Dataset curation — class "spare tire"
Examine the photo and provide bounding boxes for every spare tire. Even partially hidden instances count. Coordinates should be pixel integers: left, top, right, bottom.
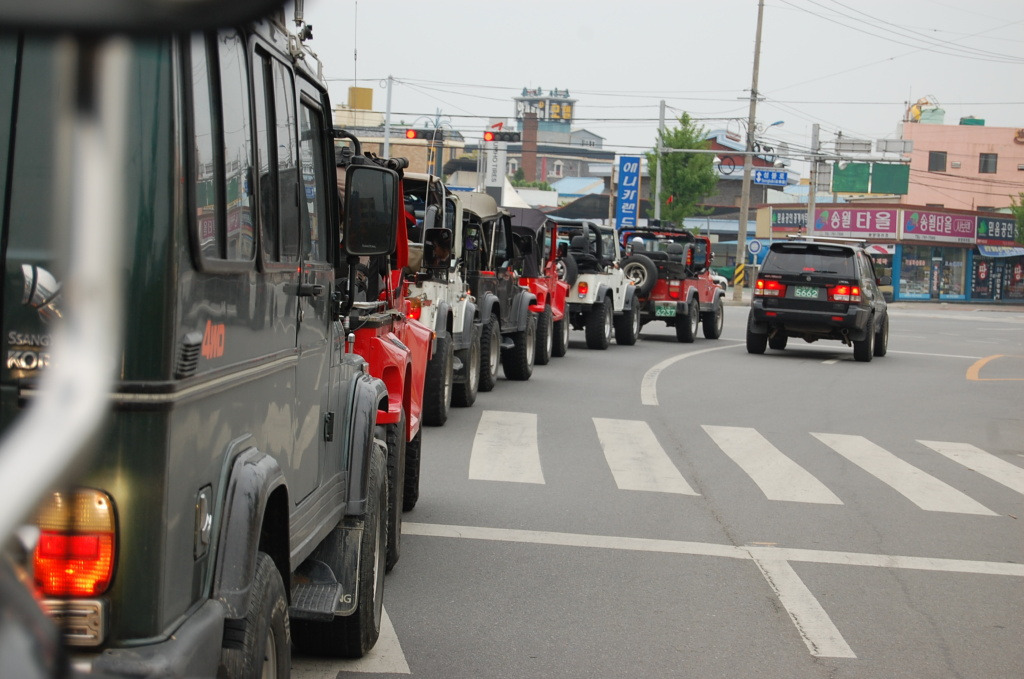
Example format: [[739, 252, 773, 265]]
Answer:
[[618, 254, 657, 297]]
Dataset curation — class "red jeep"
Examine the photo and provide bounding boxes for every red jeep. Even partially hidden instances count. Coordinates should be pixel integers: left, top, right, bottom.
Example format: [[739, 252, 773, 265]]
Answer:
[[620, 225, 725, 342], [504, 208, 569, 366]]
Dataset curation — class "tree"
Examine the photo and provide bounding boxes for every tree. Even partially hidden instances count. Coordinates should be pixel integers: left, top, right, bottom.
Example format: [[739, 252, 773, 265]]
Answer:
[[646, 113, 718, 224]]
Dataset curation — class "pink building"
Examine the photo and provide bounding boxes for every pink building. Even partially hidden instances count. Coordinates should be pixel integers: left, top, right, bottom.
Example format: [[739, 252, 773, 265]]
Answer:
[[900, 118, 1024, 212]]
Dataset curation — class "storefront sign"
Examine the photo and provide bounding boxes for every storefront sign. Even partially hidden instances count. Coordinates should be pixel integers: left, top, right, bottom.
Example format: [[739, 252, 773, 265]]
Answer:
[[903, 210, 978, 243], [814, 208, 899, 239]]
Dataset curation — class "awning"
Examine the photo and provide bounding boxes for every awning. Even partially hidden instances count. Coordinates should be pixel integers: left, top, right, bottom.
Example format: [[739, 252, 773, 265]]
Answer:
[[978, 245, 1024, 257]]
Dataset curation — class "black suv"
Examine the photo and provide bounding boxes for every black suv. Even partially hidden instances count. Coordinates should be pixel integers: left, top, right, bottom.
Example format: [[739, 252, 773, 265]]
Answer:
[[746, 237, 891, 362]]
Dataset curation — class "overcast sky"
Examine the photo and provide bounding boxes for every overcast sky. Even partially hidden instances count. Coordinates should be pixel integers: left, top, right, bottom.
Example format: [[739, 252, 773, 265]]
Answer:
[[305, 0, 1024, 164]]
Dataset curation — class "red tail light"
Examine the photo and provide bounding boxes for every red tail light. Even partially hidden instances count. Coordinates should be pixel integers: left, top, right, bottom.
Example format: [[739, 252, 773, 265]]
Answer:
[[754, 279, 785, 297], [828, 286, 860, 302], [35, 489, 115, 596]]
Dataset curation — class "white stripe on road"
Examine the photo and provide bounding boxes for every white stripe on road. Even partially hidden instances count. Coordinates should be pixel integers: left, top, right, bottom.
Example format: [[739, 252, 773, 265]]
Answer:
[[918, 439, 1024, 495], [594, 418, 699, 495], [469, 411, 544, 483], [812, 434, 996, 516], [751, 554, 857, 657], [291, 610, 412, 679], [702, 424, 843, 505]]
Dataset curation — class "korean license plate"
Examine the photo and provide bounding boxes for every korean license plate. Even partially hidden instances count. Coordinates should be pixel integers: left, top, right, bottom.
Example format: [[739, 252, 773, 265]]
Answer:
[[793, 286, 820, 299]]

________________________________________

* DEINE ANWEISUNGEN: Kannst du die Zeilen vom Anfang der Einträge bis einschließlich zur Zeile mit "[[618, 254, 657, 297]]" in eine nummerierte Liste umwandeln? Lass dabei Leerzeilen und die Bilder weg.

* ERWARTETE ANTWORT:
1. Dataset curation — class "spare tire"
2. Examine the photo and provide bounding boxes for every spare tire. Even partially hidden instances count. Coordinates should be pixel integers: left, top, right, bottom.
3. Example format: [[739, 252, 773, 265]]
4. Answer:
5. [[618, 254, 657, 297]]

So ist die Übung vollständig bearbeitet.